-- MATERIAL TO PROCESS --
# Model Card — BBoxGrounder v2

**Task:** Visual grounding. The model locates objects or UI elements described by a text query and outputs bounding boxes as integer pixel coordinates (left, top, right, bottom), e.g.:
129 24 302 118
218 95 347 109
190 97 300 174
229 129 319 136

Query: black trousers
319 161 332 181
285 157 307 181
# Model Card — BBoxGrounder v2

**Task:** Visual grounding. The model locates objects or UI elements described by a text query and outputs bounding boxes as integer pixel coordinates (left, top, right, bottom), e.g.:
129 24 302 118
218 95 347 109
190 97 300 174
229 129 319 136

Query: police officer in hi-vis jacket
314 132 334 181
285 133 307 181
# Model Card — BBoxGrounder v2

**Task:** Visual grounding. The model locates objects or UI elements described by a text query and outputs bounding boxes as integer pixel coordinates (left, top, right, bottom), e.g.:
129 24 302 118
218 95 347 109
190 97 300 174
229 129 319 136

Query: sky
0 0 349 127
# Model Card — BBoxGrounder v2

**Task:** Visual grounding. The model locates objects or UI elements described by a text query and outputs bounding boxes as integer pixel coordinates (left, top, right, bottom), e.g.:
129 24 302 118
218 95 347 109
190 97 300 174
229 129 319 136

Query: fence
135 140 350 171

-- WORK INSTRUCTIONS --
Provide all the records again, word for word.

-- EXERCISE RESPONSE --
# Model Card — BBoxGrounder v2

**Task:** Visual grounding. The model locates objects or UI elements described by a text query and outputs bounding boxes as integer pixel coordinates (left, top, right, bottom), e.g.:
129 24 302 118
218 95 347 109
190 97 300 174
229 129 319 136

Query: black trousers
319 161 332 181
285 157 307 181
# Model Card — BBoxGrounder v2

**Task:** Visual grounding. The model locates objects or UI elements described by a text query and outputs bounding boxes as integer pixel coordinates (left, top, right, bottom), e.g.:
129 24 302 118
218 95 347 109
190 97 300 174
229 129 319 136

Query: police officer in hi-vis jacket
314 132 334 181
285 133 307 181
# Model Card — BBoxGrounder v2

**Task:** Visual grounding. The model locates objects or UI elements described by a text query and outputs bounding boxes as integer pixel coordinates (left, top, right, bottom), e.g.:
129 24 302 118
218 95 347 109
190 97 300 174
229 129 319 136

Query: sky
0 0 349 127
# Model Card — BBoxGrounder v2

**Task:** Visual grounding. The model locates objects or UI elements described by a text query and outputs bounding boxes as integer pixel coordinates (left, top, right, bottom), e.g.:
129 24 302 118
218 95 347 109
190 97 300 174
229 129 319 136

Query: fence
135 140 350 171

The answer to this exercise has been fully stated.